## DESCRIPTION OF THE TASK
Write out the stretch of lines below that begins at the line with "Guideline: for every instance of the orange salt" and ends at the line with "Guideline: for every instance of the wheel", including both, exactly as given and nothing more.

## DATA FOR ANALYSIS
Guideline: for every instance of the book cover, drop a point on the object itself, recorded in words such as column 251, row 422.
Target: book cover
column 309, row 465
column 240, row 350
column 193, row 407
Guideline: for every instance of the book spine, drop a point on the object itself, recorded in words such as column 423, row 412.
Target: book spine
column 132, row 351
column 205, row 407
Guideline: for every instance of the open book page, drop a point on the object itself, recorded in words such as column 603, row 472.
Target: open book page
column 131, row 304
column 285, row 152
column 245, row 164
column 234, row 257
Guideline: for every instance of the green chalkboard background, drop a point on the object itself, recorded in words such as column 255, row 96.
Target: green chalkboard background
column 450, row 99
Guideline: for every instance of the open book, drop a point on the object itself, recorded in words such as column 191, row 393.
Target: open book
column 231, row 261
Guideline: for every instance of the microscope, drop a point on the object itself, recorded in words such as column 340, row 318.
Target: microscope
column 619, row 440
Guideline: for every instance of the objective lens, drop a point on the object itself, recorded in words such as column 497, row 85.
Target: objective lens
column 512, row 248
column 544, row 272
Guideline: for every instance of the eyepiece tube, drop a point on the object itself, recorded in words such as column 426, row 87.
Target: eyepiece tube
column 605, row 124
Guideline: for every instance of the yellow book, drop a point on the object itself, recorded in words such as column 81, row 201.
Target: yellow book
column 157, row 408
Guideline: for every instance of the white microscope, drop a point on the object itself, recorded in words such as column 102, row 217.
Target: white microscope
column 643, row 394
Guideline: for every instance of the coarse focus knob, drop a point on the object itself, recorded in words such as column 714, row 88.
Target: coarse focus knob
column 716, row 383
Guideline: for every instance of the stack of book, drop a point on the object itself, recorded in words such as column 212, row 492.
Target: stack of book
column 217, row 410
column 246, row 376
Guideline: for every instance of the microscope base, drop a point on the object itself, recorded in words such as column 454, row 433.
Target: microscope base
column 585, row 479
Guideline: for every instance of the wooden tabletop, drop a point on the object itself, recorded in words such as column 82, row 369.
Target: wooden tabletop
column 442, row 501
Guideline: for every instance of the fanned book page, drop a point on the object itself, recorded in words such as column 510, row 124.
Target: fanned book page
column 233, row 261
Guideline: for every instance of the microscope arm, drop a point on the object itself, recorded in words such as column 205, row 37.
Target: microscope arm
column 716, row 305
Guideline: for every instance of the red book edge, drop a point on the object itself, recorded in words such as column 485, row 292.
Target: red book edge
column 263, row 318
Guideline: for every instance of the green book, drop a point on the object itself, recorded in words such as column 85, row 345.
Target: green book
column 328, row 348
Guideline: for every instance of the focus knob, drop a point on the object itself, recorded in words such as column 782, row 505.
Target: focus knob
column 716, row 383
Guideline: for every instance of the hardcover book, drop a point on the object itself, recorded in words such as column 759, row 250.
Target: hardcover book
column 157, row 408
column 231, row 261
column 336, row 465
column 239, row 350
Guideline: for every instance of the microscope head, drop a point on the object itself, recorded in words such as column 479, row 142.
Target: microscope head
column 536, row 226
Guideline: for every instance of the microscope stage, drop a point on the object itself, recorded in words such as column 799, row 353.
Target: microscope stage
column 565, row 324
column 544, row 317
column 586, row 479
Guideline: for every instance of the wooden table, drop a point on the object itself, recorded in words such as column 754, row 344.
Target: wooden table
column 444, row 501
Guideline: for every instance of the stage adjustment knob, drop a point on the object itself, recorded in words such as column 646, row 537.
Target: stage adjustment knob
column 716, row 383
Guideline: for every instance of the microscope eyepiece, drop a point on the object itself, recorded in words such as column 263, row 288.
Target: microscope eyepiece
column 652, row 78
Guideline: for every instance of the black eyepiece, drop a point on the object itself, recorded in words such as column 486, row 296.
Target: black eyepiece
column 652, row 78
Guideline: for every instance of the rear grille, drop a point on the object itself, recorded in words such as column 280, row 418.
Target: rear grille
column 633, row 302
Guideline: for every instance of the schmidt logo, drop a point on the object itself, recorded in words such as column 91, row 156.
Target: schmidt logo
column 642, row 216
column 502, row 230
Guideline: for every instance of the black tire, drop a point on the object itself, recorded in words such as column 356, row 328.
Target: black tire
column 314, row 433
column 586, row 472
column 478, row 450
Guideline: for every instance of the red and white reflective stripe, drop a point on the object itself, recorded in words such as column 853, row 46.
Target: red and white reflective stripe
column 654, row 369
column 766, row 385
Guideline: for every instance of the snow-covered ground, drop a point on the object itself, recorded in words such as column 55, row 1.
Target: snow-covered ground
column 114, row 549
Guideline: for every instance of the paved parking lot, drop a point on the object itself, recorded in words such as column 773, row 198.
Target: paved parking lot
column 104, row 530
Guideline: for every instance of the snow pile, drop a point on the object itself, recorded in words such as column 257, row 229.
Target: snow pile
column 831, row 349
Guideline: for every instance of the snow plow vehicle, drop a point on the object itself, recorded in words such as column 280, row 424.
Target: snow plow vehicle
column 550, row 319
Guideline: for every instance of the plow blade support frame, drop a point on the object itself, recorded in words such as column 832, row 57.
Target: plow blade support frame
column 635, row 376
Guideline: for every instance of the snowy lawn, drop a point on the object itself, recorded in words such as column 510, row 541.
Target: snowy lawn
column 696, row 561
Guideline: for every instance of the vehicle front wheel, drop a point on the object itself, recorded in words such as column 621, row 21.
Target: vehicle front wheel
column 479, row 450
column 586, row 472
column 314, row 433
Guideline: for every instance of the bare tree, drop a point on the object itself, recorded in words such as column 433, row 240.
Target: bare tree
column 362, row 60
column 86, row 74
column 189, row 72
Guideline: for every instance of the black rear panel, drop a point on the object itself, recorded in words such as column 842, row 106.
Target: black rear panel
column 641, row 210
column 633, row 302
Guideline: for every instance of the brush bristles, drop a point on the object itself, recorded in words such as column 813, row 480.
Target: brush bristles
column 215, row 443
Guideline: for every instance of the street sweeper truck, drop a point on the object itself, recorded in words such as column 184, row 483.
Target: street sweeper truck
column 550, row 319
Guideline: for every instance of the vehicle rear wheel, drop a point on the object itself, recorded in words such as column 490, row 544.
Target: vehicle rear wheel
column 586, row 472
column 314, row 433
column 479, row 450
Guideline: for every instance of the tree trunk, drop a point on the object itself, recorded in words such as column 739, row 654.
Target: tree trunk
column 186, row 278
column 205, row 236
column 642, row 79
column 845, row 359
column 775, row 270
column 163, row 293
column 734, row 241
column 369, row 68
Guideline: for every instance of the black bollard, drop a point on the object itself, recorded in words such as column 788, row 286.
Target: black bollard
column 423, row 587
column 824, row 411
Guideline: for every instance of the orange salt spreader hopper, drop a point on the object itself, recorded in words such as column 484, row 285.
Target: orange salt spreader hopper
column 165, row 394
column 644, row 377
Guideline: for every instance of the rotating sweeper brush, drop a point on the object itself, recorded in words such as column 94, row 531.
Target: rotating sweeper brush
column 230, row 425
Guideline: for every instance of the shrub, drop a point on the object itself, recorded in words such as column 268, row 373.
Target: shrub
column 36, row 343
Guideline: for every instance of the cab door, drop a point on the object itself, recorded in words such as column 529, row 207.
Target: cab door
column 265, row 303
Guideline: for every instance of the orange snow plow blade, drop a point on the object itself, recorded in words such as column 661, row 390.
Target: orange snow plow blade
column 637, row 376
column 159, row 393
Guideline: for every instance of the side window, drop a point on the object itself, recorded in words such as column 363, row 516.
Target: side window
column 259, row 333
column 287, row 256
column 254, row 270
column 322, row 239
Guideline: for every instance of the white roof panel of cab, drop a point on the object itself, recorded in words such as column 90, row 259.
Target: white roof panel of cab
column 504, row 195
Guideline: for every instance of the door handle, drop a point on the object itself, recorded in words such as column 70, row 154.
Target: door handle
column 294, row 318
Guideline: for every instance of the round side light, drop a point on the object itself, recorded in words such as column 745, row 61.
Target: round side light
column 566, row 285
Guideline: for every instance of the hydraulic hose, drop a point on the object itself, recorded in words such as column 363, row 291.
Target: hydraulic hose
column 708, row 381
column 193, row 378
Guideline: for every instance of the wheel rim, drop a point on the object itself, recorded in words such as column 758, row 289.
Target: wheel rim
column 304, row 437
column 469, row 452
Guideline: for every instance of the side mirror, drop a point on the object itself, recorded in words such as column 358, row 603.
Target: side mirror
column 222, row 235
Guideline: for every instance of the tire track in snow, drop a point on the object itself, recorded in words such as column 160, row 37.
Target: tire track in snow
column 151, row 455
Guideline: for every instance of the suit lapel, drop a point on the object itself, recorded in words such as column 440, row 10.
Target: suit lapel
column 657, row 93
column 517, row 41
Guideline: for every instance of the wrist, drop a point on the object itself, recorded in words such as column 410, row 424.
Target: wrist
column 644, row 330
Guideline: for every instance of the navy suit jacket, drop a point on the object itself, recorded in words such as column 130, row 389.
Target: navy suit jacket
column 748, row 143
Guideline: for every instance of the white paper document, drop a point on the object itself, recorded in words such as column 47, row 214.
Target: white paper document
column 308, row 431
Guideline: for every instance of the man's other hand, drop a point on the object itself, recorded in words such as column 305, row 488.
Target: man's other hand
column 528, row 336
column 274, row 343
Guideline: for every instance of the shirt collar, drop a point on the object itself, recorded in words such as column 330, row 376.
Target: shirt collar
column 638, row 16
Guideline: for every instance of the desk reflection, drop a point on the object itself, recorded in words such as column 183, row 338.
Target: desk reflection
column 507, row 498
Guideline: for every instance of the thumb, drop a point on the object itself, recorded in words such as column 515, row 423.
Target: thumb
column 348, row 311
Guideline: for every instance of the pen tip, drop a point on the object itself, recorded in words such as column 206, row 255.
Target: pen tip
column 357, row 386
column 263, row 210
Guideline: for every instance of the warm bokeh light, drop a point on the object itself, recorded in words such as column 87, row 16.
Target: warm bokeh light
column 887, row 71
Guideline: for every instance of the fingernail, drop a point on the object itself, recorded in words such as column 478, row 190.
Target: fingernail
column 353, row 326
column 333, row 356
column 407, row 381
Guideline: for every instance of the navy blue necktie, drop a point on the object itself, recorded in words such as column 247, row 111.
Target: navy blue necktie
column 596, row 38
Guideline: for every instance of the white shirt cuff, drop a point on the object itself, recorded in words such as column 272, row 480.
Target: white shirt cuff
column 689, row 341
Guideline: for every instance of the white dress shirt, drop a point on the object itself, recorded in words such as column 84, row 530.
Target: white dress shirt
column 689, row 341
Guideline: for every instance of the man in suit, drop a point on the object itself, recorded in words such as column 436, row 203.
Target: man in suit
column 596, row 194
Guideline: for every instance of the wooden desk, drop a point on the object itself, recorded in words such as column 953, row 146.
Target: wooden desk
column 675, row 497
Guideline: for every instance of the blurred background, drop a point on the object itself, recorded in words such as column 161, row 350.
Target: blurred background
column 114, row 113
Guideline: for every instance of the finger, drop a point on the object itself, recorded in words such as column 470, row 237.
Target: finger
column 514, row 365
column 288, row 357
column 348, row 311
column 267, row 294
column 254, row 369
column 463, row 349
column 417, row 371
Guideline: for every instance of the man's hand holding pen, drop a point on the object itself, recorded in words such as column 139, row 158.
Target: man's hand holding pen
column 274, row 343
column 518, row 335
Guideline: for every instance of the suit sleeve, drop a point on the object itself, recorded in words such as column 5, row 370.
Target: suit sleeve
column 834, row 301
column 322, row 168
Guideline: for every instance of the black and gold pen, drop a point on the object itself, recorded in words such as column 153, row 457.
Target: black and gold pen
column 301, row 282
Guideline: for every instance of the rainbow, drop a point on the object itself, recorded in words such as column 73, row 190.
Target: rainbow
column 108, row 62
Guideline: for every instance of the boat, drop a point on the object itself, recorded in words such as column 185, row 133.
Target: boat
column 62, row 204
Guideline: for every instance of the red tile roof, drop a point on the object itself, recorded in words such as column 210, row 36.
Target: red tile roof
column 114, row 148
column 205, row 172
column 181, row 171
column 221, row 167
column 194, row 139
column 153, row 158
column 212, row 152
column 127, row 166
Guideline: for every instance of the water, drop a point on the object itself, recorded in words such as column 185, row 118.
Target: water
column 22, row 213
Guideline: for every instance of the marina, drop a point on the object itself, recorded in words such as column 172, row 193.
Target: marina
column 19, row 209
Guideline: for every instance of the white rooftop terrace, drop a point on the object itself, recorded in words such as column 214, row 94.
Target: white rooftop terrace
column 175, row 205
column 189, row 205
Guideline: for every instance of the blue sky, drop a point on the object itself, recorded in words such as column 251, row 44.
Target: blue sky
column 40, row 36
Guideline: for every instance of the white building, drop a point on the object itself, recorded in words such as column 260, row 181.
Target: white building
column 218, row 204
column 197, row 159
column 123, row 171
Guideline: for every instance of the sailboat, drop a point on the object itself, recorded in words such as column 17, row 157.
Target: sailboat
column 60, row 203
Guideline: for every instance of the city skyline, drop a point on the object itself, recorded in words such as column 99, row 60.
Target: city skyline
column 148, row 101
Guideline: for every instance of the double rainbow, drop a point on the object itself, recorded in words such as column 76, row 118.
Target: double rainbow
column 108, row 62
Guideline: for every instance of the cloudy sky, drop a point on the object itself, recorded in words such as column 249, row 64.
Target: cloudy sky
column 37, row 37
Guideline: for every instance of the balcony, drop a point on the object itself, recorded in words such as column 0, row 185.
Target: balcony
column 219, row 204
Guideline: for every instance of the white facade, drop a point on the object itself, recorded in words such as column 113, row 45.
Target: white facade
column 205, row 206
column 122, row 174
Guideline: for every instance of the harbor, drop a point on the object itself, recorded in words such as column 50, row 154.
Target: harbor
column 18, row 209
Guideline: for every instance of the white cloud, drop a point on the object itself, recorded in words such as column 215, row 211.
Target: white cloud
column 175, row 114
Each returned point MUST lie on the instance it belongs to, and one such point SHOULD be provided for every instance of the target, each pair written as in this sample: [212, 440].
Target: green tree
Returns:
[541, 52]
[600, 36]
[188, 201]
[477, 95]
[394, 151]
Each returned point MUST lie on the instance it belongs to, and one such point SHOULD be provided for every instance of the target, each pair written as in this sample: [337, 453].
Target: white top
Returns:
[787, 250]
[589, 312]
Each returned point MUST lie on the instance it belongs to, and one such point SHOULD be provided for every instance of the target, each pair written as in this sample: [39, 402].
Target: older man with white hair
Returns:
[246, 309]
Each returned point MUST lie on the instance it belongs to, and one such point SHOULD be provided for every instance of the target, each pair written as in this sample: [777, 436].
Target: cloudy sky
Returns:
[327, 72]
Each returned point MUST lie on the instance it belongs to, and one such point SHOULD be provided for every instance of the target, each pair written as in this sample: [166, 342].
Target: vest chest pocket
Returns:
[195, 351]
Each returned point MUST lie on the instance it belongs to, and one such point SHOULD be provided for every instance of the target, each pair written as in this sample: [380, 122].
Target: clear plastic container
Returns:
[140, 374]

## RESPONSE TO THE TASK
Guideline: for every instance of the orange salt spreader hopper, drop a point on the object itself, recorded in words such as column 484, row 285.
Target: orange salt spreader hopper
column 165, row 394
column 644, row 377
Guideline: for every instance of the rotating sweeper brush, drop a point on the object itself, recorded in words such as column 94, row 531.
Target: rotating sweeper brush
column 230, row 425
Guideline: for every instance of the shrub, drop a point on the object itself, recorded in words such as column 268, row 373.
Target: shrub
column 36, row 343
Guideline: for every instance of the cab door, drop a point on the object itself, recorded in words such as column 529, row 207.
Target: cab door
column 265, row 303
Guideline: for every instance of the orange snow plow blade, drop a point on the object itself, recorded in words such as column 661, row 390.
Target: orange snow plow blade
column 637, row 376
column 159, row 393
Guideline: for every instance of the side window, drop a point on the object itself, recorded in words such as column 363, row 516.
Target: side window
column 259, row 333
column 287, row 256
column 254, row 270
column 322, row 239
Guideline: for every instance of the white roof panel of cab, drop a point on the object itself, recorded in words such as column 90, row 259.
Target: white roof panel of cab
column 504, row 195
Guideline: for every instance of the door handle, drop a point on the object itself, recorded in words such as column 70, row 154.
Target: door handle
column 294, row 318
Guideline: for every instance of the round side light, drop a point on the object itself, recorded in words such as column 745, row 61.
Target: round side light
column 566, row 285
Guideline: for every instance of the hydraulic hose, drop a point on the object itself, recorded in words such as column 363, row 291.
Target: hydraulic hose
column 708, row 381
column 193, row 378
Guideline: for every instance of the wheel rim, drop a point on the object itself, recorded in words such as column 758, row 289.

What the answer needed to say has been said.